Task instructions -> Copy the material from the line with "One point lands on each instance of the crowd" through the end, swapping "utility pole" for "telephone pole" and leaving everything else unchanged. Leave the pictures out.

Recorded data ->
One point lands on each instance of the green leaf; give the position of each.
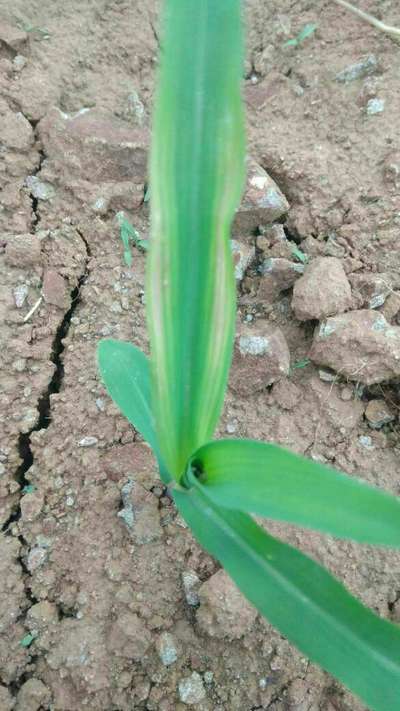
(196, 177)
(269, 481)
(307, 31)
(303, 258)
(125, 372)
(302, 600)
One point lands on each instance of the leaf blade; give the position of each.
(196, 175)
(302, 600)
(125, 372)
(270, 481)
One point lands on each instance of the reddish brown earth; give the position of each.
(124, 610)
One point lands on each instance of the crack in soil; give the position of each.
(44, 419)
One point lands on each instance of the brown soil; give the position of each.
(98, 595)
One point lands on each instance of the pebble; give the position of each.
(363, 68)
(20, 294)
(366, 442)
(166, 649)
(191, 584)
(243, 255)
(191, 689)
(360, 345)
(324, 290)
(39, 189)
(261, 357)
(375, 106)
(88, 441)
(378, 414)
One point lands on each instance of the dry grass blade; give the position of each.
(393, 32)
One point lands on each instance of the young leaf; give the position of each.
(267, 480)
(125, 372)
(196, 175)
(302, 600)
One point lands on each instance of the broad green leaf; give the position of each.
(269, 481)
(125, 372)
(302, 600)
(196, 176)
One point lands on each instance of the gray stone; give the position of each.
(166, 649)
(261, 357)
(263, 202)
(191, 689)
(363, 68)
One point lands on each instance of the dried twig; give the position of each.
(393, 32)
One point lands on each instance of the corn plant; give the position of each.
(175, 399)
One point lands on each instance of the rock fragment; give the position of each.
(223, 611)
(54, 289)
(11, 36)
(322, 291)
(191, 689)
(363, 68)
(263, 201)
(360, 345)
(261, 357)
(243, 255)
(378, 414)
(166, 648)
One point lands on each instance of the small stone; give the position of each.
(20, 295)
(263, 202)
(54, 289)
(392, 306)
(363, 68)
(261, 357)
(322, 291)
(378, 414)
(32, 696)
(191, 689)
(223, 611)
(366, 442)
(346, 394)
(31, 506)
(88, 441)
(371, 290)
(39, 189)
(375, 106)
(166, 649)
(327, 376)
(191, 584)
(36, 558)
(19, 365)
(19, 62)
(23, 250)
(243, 255)
(360, 345)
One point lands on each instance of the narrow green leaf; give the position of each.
(269, 481)
(125, 372)
(196, 176)
(302, 600)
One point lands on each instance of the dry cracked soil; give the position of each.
(106, 602)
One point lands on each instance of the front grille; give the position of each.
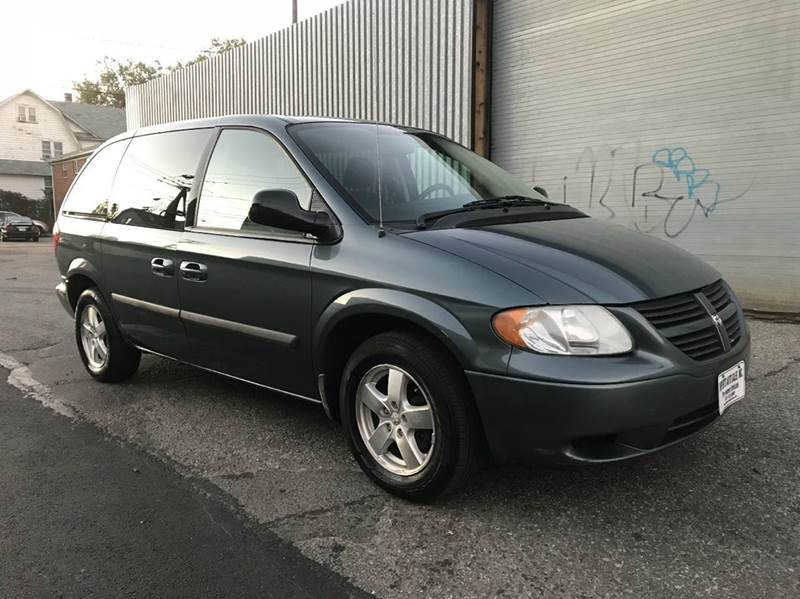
(685, 320)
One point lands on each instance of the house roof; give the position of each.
(103, 122)
(72, 155)
(24, 167)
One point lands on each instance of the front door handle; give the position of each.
(194, 271)
(162, 267)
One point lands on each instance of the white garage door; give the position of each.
(680, 119)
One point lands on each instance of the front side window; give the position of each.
(155, 178)
(89, 194)
(243, 163)
(419, 172)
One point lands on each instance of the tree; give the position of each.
(115, 76)
(109, 87)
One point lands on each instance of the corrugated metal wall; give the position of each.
(677, 118)
(401, 61)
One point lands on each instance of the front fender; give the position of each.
(401, 304)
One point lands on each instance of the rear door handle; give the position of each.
(194, 271)
(162, 267)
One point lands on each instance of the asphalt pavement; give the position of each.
(717, 516)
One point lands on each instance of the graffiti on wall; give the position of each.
(668, 191)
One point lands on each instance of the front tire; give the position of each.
(409, 416)
(104, 352)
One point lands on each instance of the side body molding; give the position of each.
(392, 302)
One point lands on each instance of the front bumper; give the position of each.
(536, 420)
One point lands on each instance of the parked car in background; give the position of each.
(43, 227)
(18, 228)
(427, 299)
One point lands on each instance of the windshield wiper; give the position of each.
(486, 203)
(502, 201)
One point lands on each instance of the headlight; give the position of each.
(566, 330)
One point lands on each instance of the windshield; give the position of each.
(420, 172)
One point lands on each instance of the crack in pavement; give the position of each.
(792, 362)
(326, 510)
(21, 377)
(46, 345)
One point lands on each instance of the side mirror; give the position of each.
(280, 208)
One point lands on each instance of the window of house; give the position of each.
(243, 163)
(155, 177)
(26, 114)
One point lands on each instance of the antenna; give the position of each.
(381, 230)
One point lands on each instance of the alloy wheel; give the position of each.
(94, 338)
(395, 420)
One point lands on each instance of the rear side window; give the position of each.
(154, 180)
(244, 162)
(88, 196)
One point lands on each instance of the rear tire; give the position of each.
(410, 461)
(105, 354)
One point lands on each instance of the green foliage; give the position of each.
(16, 202)
(109, 88)
(218, 46)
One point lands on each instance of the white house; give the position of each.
(34, 130)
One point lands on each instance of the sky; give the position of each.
(61, 42)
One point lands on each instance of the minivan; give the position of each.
(436, 306)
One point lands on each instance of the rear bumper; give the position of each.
(32, 234)
(533, 420)
(61, 293)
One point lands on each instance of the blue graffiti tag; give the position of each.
(683, 168)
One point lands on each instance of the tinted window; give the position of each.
(155, 178)
(243, 163)
(89, 194)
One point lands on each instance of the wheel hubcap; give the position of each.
(395, 419)
(94, 338)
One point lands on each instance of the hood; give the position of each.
(579, 260)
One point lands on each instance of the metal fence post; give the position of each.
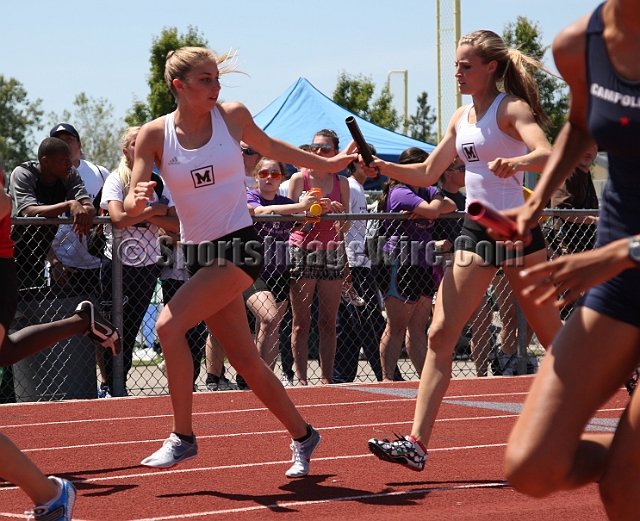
(522, 340)
(117, 312)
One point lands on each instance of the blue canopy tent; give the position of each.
(302, 110)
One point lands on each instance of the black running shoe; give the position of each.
(100, 330)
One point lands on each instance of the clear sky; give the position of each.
(59, 49)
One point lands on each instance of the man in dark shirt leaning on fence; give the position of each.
(49, 188)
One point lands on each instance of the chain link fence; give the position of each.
(375, 338)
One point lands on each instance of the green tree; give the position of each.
(527, 36)
(99, 132)
(19, 119)
(355, 93)
(383, 112)
(421, 125)
(160, 100)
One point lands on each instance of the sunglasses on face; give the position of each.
(248, 151)
(315, 147)
(275, 174)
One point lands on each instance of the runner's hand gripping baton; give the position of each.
(357, 136)
(490, 218)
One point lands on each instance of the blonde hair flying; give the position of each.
(514, 69)
(181, 61)
(126, 164)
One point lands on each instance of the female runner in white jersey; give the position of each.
(498, 136)
(197, 149)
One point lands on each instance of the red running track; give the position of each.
(244, 452)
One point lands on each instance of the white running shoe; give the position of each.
(173, 451)
(302, 453)
(406, 451)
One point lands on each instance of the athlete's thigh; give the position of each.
(204, 294)
(230, 327)
(263, 305)
(545, 319)
(591, 357)
(461, 290)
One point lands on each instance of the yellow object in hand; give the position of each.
(315, 209)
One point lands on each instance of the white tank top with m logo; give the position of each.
(480, 143)
(206, 184)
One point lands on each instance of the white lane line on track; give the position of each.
(290, 504)
(324, 501)
(240, 411)
(167, 472)
(195, 414)
(262, 433)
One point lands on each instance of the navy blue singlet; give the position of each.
(614, 122)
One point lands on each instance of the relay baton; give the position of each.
(357, 136)
(490, 218)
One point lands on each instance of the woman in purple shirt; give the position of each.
(268, 297)
(407, 278)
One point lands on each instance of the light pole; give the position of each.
(405, 73)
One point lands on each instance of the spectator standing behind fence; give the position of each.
(198, 151)
(550, 448)
(358, 326)
(499, 137)
(578, 233)
(250, 157)
(317, 260)
(72, 263)
(138, 251)
(53, 497)
(268, 297)
(49, 188)
(407, 278)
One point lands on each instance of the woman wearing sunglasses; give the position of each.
(268, 297)
(317, 260)
(197, 149)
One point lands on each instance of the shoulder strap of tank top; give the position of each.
(305, 177)
(595, 24)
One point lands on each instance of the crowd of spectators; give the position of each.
(318, 292)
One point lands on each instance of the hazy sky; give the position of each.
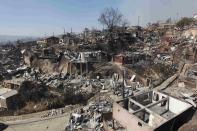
(40, 17)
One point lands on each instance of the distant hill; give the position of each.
(11, 38)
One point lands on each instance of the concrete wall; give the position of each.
(177, 106)
(127, 120)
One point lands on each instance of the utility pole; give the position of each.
(123, 88)
(138, 21)
(64, 31)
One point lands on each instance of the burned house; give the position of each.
(188, 76)
(7, 98)
(131, 58)
(152, 111)
(52, 40)
(13, 84)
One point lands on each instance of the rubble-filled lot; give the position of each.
(70, 69)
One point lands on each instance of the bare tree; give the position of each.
(111, 17)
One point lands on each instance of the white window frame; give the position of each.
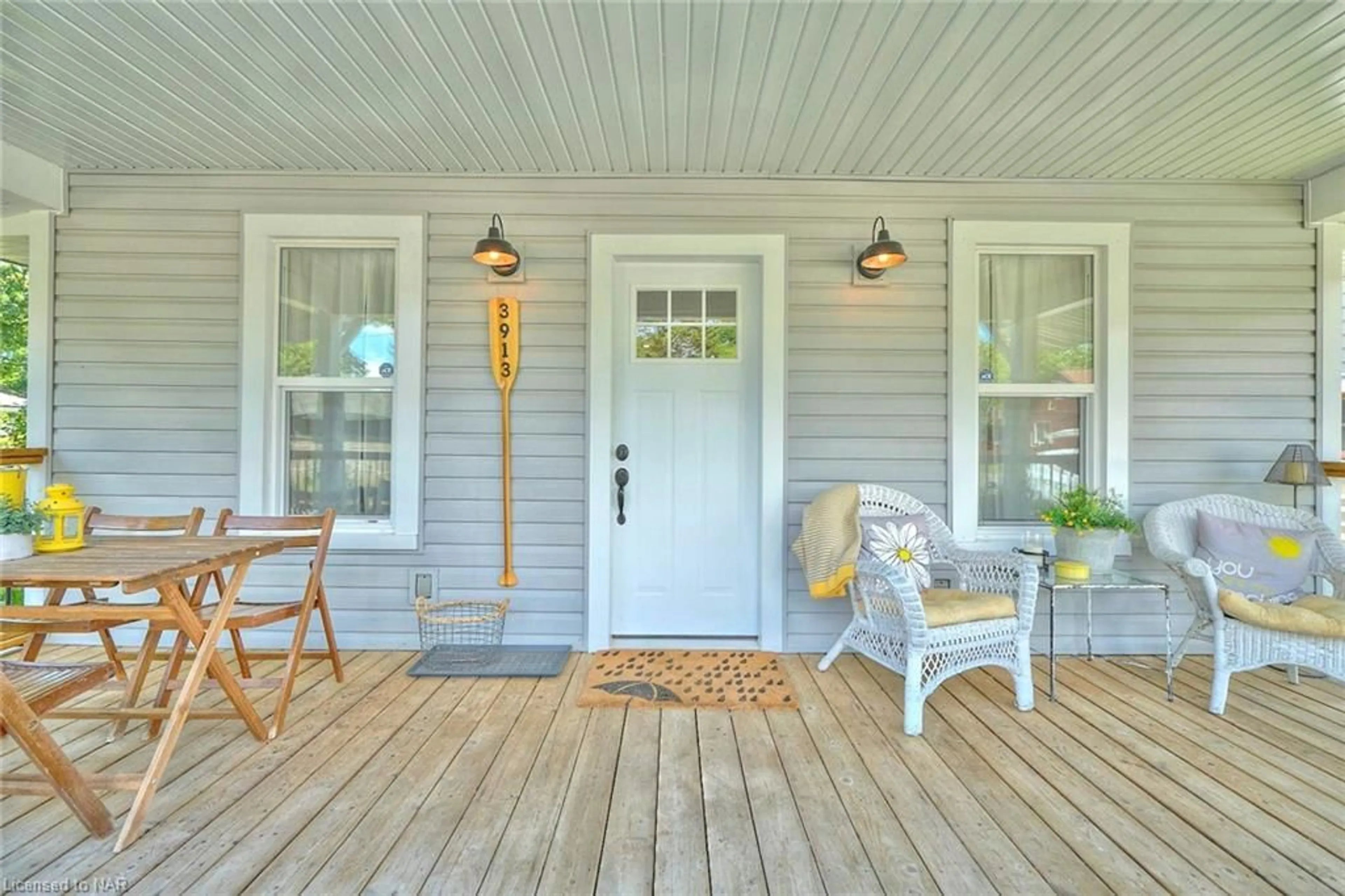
(1331, 372)
(1109, 436)
(261, 430)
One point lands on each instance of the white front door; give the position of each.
(687, 416)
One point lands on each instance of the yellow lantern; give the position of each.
(65, 521)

Answer to this problem ->
One point lands on each instance of the crowd of spectators; give the position of each.
(318, 292)
One point lands on each instance of the hazy sky; give the position of each.
(40, 17)
One point lands on each instance of the distant hill; give the position of each.
(11, 38)
One point lands on each instance of the concrete wall; give the position of each.
(177, 106)
(127, 120)
One point lands on each instance of the telephone pole; give the position of each.
(123, 88)
(138, 21)
(64, 31)
One point lands on each instance of the burned house; give the position of each.
(188, 76)
(7, 98)
(131, 58)
(152, 111)
(52, 40)
(13, 84)
One point lands on each instance of the rubble-filled lot; give the position of each.
(70, 69)
One point lands on each instance of the bare tree; give the position of each.
(111, 17)
One point lands on each instance of the white window frame; give the position of each.
(1331, 372)
(1109, 436)
(261, 430)
One point lands on each instance of the white front door; give the position of each.
(687, 416)
One point lands on each instance of the yellow lantern; give the position of each.
(65, 521)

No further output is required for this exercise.